(Kaynak):
● ● ● ● ● ● ●

Şair, yazar ve araştırmacı olan Hasan Kevser bir eğitimci olarak bu defa Ankara’ya eğitim almaya gelmişti.” EĞİTİMİN YAŞI YOK YA” Bilkent’te muhtelif alanlarda açılan kurslara katılmak için gelen şairimiz elinde kendisinin ve diğer Türkmen dostlarımızın yayınlanan kitaplarından bizlere getirmişti. Bu vesileyle de bizim yurttan uzaklığımızı yakınlaştırmıştır.

 Türkmen hikâye, latife ve bilmecelerini kapsayan Hasan Kevser’in ÇIRAĞ kitabı 2002 yılında Kerkük’te yayınlandı.

Vaktiyle ibretli ve hikmetli konula önem veren merak saran ve bu uğurda çok emek harcayan adamın biri bir hâkimden insanlar hakkında şu soruyu sorar: Hocam, değerli üstadım, yeryüzünde yaşayan insanlar kaç çeşite veya kaç bölüme ayrılırlar?

● ● ● ● ● ● ●

(Öğe listesi):
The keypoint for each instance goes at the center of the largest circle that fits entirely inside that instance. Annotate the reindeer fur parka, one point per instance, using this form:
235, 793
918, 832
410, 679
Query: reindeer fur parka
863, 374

● ● ● ● ● ● ●

(Yazılı istek A):
Hasan Kevser'le ilgili metne göre ÇIRAĞ kitabı hangi yılda ve nerede yayınlandı?
(Yazılı istek B):
Hasan Kevser'le ilgili metni kaldığı yerden sürdürün.

(Beklenen çıktı A):
2002 yılında Kerkük'te.

(Beklenen çıktı B):
Yıllar boyu insanlarla gününü geçiren ve ömrünü çürütüp, saç ağartmış hâkim sağ eline şakağına dayayarak derin derin düşündükten sonra: Bence insanlar üç çeşit’e veya sınıfa ayrılırlar:

1.Bir çeşit’i tıpkı yemek ve gida gibidir. Devamlı onlara ihtiyaç vardır onlarız yaşamak imkânı olmaz. Dolaysıyla her kes bu tür insanlara önem vermeli onlardan ötede kalmamalıdır Bu gibi insanlarla ilişkiyi kesmek akıl karı değildir.

2.İkinci çeşit ise, deva veya ilaç gibi olan insanlardır ki, devamlı onlara ihtiyaç duyulmaz. Ara sıra onlara yüz çevrilir her insan yalnız hastalığa tutulunca onlara başvurur, sağlık ve esenlik durumları yerinde olunca hatır hayala gelmez bu insanlar.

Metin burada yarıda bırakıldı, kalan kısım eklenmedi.